**Сложные задания**
a) Изложите отрывок о Юрии Кузнецове в двух предложениях.
b) Выведите без изменений фрагмент отрывка о Юрии Кузнецове, начиная со слов «Потом мы долго» и заканчивая словами «верны одни мы.».
c) Допишите следующую часть отрывка о Юрии Кузнецове, начав сразу после последнего приведённого в нём предложения.

Поэтические пристрастия Кузнецова очень широки и прихотливы. Ахинея о его женоненавистничестве смехотворна. Он чрезвычайно сложно относился к Ахматовой и Цветаевой, но именно сложно. Из поэтесс его времён он особенно выделял Светлану Кузнецову и Светлану Сырневу. Стихотворение Сырневой «Прописи» считал шедевром. Не в пример многим очень высоко ставил поэзию Бунина, предпочитая её прозе великого художника. Одним из последних его пристрастий была лирика Георгия Иванова. Оставляя за большой поэзией все духовные глубины, страсти и напряжения, он постоянно твердил студентам, что даже у самых огромных лирических откровений должна быть прямая связь с жизнью. Как представляется мне, общественно-политические воззрения поэта были близки народно-социалистическому миропонимнию. При этом сохраняли всю невероятную сложность. Кузнецов истово служил русской культуре. В том духе, в каком об этом писал в конце 20-х годов в Париже, по словам Бунина, «умнейший человек России» Павел Муратов: «Российские богатства – это не только пшеница, лес, уголь и нефть, но это и российская культура, одухотворившая материальное тело великой разноплеменной Империи… Это наша мысль, наше слово и наше умение, жизнь наших городов и наших рек – наша книга, наша картина и наша песня – наша история, наша судьба и наша любовь».
И несколько отрывочных воспоминаний, о которых уже приходилось писать. Как-то в начале 90-х судьба занесла нас в края южные. Побродили по Одессе. Кроме дома, где жил Бунин, и кабачка «Гамбринус», Юрия Кузнецова ничто не задело. Верно, расстроился, когда официант сказал, что куприновский «Гамбринус» совсем в другом месте. Глотнул пива и бросил: «Кругом обман».
Потом мы долго ехали по Приднестровью, через политые русской кровью степи. Змеился Днестр, мелькали одинокие памятники на братских могилах чудо-богатырей. Потом Дунай. Много ездили по этому блаженному краю, да и плавали. Был июнь. Когда плывёшь на пароходе, кажется, что движешься по земле в зелёном гроте. Кузнецов взирал на эту красоту с палубы мрачно: «Как на Амазонке». Мы там гостили у военных моряков. Однажды шли на катере по Килийскому гирлу. Юрий Кузнецов смотрел на берега, на жёлтую грязную воду и повторял: «За Саву, за Драву, за синий Дунай!» – и качал головой. Округа Дуная – «люлька» славянского племени, которому остались верны одни мы.

**Извлечённый материал**
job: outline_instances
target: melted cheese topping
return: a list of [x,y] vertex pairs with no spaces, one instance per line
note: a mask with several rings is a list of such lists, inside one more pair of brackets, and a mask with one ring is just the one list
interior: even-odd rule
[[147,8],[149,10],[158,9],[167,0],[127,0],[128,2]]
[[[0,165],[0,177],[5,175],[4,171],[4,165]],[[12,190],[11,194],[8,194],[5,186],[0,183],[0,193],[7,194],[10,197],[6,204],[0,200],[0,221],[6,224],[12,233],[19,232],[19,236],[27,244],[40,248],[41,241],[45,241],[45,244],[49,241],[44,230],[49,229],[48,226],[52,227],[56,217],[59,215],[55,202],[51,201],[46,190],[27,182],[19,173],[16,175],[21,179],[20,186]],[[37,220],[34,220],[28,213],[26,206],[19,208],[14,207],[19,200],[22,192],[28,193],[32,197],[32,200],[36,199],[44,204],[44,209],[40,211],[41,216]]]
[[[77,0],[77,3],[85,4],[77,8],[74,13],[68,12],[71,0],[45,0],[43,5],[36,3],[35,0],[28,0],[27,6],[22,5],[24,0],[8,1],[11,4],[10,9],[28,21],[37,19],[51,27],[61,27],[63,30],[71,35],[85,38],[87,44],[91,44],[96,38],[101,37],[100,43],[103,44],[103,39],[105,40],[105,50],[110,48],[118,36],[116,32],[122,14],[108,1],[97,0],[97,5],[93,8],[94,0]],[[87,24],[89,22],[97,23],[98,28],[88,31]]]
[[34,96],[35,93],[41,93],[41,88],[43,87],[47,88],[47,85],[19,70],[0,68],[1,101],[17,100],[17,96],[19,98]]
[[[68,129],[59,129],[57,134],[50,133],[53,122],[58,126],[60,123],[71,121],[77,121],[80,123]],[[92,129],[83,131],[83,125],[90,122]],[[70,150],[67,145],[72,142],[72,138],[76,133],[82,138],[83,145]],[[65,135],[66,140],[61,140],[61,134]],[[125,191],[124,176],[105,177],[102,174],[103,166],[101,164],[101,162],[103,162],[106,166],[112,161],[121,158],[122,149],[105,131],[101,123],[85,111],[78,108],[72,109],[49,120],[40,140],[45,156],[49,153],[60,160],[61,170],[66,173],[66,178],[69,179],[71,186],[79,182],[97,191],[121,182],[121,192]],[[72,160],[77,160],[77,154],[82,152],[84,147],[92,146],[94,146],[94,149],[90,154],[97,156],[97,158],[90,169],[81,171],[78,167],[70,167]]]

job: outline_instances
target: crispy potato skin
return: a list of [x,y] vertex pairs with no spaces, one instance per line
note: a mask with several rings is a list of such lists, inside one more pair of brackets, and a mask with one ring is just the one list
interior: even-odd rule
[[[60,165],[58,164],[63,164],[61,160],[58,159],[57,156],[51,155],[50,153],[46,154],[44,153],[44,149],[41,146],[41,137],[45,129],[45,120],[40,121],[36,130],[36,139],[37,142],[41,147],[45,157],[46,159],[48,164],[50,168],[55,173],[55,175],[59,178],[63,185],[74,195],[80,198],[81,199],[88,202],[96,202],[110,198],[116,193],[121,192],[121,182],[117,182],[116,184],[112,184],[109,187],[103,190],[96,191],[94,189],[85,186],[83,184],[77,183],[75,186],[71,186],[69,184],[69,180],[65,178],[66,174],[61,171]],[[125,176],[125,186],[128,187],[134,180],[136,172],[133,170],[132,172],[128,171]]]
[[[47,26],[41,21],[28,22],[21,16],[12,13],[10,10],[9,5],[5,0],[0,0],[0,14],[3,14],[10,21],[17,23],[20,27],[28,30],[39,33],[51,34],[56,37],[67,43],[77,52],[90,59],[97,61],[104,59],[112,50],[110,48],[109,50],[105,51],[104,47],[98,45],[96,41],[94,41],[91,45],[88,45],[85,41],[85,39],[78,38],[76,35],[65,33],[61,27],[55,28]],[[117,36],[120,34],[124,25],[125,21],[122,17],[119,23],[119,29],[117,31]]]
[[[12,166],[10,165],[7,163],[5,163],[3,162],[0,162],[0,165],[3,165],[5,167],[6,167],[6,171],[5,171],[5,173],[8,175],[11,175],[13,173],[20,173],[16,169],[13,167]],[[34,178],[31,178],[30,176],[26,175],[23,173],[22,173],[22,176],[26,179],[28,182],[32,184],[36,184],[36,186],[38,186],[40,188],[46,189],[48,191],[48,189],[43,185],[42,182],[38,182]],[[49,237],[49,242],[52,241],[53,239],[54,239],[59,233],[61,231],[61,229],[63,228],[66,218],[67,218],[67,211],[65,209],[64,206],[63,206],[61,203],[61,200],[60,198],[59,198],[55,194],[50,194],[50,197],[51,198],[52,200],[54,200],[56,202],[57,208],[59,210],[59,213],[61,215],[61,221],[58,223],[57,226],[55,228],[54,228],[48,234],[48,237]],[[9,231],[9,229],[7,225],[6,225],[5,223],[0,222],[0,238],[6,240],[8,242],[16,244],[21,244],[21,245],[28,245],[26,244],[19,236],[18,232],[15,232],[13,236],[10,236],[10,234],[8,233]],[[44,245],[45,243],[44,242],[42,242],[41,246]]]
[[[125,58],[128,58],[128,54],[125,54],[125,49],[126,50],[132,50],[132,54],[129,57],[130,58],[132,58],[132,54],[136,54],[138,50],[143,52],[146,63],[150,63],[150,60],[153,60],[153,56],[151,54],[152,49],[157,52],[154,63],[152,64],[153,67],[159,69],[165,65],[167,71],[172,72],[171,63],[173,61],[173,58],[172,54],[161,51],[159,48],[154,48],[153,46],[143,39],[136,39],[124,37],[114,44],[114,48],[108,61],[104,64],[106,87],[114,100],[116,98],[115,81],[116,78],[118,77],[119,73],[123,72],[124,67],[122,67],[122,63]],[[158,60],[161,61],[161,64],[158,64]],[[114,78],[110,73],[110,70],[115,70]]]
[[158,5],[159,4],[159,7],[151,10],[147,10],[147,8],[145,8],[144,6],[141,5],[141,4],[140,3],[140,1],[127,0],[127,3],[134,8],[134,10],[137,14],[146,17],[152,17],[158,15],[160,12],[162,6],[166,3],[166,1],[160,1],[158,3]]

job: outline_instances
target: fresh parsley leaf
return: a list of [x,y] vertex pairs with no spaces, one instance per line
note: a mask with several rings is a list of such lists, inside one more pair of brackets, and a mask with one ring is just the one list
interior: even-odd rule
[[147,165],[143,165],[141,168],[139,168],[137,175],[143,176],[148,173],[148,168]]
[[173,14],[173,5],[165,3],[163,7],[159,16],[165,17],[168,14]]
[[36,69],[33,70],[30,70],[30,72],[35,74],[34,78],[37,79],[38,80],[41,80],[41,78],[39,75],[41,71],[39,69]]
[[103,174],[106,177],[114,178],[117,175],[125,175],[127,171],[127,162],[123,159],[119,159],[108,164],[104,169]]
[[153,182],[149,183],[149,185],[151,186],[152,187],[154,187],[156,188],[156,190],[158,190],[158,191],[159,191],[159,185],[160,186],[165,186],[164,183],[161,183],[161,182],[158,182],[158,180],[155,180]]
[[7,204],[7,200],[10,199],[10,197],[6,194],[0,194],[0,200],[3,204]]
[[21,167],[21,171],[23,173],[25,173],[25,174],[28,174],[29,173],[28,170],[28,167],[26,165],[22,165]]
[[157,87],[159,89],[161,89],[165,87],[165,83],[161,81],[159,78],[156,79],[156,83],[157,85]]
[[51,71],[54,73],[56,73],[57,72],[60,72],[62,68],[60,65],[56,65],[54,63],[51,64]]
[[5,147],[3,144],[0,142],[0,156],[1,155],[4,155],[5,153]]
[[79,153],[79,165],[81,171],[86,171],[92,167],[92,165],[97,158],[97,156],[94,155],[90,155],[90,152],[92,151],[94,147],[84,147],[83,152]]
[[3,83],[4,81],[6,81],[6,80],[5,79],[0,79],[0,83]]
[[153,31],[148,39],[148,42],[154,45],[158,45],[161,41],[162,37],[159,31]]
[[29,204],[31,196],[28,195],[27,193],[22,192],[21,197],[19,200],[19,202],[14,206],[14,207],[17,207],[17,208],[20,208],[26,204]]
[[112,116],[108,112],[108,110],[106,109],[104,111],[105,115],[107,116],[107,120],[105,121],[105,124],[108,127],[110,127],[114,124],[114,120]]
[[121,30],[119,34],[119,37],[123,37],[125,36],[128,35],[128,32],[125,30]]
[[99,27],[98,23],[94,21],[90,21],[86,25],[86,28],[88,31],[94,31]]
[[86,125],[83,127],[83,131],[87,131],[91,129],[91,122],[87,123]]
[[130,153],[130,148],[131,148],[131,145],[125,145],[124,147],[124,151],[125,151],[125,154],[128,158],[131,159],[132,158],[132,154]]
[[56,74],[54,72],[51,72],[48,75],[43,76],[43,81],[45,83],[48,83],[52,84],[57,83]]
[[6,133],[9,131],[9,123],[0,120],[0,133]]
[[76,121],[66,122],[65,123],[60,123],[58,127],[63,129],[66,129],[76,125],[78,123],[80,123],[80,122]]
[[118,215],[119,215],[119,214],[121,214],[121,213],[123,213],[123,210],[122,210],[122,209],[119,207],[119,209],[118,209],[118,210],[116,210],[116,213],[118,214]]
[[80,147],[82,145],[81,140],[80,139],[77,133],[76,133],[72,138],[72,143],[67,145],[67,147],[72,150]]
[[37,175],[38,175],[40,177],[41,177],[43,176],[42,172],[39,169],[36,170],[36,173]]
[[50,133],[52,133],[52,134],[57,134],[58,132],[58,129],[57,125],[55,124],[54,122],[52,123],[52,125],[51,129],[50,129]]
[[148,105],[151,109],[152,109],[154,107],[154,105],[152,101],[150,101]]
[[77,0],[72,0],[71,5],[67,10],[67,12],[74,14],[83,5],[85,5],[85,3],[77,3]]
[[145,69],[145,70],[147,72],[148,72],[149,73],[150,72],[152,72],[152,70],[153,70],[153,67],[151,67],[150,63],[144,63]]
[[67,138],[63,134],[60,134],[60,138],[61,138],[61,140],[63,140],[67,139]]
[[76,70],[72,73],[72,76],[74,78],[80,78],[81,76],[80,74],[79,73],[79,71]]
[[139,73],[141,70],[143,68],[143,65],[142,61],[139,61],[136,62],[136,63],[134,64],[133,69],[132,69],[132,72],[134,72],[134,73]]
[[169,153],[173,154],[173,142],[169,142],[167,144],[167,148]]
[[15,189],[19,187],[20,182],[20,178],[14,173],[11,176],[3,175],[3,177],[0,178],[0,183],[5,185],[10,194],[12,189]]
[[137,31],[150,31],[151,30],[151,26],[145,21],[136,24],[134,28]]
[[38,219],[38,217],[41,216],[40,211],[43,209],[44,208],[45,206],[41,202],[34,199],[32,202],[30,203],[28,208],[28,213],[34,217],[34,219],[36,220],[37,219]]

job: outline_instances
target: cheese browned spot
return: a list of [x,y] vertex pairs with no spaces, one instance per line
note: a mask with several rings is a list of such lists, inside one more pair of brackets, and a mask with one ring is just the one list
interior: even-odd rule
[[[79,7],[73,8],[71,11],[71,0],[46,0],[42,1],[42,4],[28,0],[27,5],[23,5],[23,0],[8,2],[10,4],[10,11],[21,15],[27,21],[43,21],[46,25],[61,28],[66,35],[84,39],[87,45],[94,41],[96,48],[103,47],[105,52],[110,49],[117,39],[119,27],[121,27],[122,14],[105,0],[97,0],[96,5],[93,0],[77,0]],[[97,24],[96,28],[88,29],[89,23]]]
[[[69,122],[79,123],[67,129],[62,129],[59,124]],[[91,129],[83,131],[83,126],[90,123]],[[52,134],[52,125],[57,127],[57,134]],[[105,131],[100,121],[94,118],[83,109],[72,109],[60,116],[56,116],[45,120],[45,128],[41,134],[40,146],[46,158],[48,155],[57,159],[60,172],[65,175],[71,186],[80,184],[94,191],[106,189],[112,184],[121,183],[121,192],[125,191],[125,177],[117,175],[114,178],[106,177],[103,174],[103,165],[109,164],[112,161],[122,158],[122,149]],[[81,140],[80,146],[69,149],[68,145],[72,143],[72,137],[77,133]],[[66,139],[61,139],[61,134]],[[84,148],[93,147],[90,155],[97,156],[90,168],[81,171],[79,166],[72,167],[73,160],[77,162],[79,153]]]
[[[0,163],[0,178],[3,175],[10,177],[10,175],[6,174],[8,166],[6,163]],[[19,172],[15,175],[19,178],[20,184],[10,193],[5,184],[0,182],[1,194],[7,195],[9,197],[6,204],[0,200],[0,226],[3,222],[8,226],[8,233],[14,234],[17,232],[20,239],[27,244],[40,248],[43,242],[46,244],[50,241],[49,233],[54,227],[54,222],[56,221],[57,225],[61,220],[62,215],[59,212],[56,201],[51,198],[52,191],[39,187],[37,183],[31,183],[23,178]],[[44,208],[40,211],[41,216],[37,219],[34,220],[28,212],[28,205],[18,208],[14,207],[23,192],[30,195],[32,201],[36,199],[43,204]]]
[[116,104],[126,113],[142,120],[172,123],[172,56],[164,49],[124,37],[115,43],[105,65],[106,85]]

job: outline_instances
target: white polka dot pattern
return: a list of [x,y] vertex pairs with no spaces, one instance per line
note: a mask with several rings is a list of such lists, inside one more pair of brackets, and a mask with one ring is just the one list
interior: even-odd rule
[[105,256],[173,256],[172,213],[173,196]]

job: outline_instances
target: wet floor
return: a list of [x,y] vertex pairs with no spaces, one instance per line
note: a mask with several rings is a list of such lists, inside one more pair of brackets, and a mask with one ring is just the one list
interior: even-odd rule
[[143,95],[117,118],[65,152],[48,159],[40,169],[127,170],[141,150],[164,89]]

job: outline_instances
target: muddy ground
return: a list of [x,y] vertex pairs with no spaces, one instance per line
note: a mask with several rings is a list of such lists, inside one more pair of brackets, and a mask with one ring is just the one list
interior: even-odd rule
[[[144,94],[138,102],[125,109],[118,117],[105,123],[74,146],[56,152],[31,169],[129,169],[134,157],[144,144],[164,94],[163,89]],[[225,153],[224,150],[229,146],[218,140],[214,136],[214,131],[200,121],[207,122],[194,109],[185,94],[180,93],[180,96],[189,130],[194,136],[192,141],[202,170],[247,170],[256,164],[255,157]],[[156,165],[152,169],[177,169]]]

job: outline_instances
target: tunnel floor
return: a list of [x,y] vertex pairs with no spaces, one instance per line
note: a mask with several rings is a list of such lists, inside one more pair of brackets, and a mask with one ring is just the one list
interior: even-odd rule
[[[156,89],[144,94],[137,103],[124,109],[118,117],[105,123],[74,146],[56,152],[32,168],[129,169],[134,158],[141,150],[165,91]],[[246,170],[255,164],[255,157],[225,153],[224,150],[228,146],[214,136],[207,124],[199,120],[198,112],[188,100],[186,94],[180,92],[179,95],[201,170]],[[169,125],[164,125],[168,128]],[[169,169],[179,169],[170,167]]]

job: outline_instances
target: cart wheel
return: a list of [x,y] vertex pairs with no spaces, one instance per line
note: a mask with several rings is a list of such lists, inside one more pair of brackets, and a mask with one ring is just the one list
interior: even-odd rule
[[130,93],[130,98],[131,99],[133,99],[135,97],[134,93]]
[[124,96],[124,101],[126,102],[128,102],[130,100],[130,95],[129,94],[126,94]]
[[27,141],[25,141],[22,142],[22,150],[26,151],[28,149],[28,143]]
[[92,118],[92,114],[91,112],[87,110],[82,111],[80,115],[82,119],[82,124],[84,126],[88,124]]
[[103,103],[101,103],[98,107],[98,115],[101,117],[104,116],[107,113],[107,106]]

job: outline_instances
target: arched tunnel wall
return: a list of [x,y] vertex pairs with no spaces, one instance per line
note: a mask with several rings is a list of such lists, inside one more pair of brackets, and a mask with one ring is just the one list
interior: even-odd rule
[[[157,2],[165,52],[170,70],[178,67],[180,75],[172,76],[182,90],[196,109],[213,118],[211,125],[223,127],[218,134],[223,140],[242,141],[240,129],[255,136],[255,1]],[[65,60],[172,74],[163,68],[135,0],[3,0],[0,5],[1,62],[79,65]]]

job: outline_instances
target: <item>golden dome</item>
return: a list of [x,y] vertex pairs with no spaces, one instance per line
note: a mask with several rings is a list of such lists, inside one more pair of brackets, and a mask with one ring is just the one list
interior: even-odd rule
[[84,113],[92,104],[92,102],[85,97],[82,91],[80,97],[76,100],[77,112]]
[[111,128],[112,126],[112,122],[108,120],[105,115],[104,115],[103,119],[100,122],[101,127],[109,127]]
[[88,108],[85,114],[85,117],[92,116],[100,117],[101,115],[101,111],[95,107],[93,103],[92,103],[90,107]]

**Решённые задания**
a) Автор описывает широкие поэтические пристрастия Юрия Кузнецова, ценившего, в частности, Светлану Сырневу, поэзию Бунина и лирику Георгия Иванова, и называет его истовым служителем русской культуры. Затем автор вспоминает их поездку в начале 90-х по Одессе, Приднестровью и Дунаю, где Кузнецов мрачно взирал на увиденное.

b)
Потом мы долго ехали по Приднестровью, через политые русской кровью степи. Змеился Днестр, мелькали одинокие памятники на братских могилах чудо-богатырей. Потом Дунай. Много ездили по этому блаженному краю, да и плавали. Был июнь. Когда плывёшь на пароходе, кажется, что движешься по земле в зелёном гроте. Кузнецов взирал на эту красоту с палубы мрачно: «Как на Амазонке». Мы там гостили у военных моряков. Однажды шли на катере по Килийскому гирлу. Юрий Кузнецов смотрел на берега, на жёлтую грязную воду и повторял: «За Саву, за Драву, за синий Дунай!» – и качал головой. Округа Дуная – «люлька» славянского племени, которому остались верны одни мы.

c)
А потом мы были в знаменитом Вилкове, где вместо улиц – ерики, и у каждого дома стоит лодка. Половина населения – белобрысые синеглазые люди, потомки староверов, пришедших в этот райский край в веке семнадцатом. А другая часть – смуглая, темноволосая, кареглазая. Кузнецова всё это очень радовало, и он сменил мрачность на ласковую улыбчивость. Вершина той улыбчивости совпала с моим разговором с директором краеведческого музея Вилкова. Говорю я директору: «Как же у вас ходят-то по вечерам и ночам, да ещё все хмельные от молодого вина? Ноги вкривь и вкось, а голова ясная. А тут фонарей нет, тропинки узейшие, легко полететь в ерик. А если не утонешь, то голову точно свернёшь». Директор на сие ответил: «У нас, товарищ, научились веками качаться не в разные стороны, а вперёд-назад, поэтому в лучшем случае лоб разобьют». Мы остановились, и Кузнецов воссиял от такой вертикальной горизонтальности.
Юрий Кузнецов во всех отношениях был поразительным русским явлением. И о русском явлении. Холодной декабрьской ночью мы шли на пограничном катере из Кувшинской Салмы в Мурманск. Нам отвели место в кубрике, еле светили лампочки, качало. Я пытался задремать, сквозь сон доносились слова беседы, которую вели Кузнецов и наш молодой товарищ, литератор, бывший офицер ВДВ. Он воспользовался бессонной ночью и всё спрашивал и спрашивал поэта обо всём на свете. Кузнецов отвечал кратко, глухо, отстранённо. Я стал засыпать и вдруг услышал: «Юрий Поликарпович, а как вам Хлебников?» Потом длинная пауза, скрип корабельного корпуса и глухой ответ: «Русское явление». Я подумал: «Как хорошо, как верно…»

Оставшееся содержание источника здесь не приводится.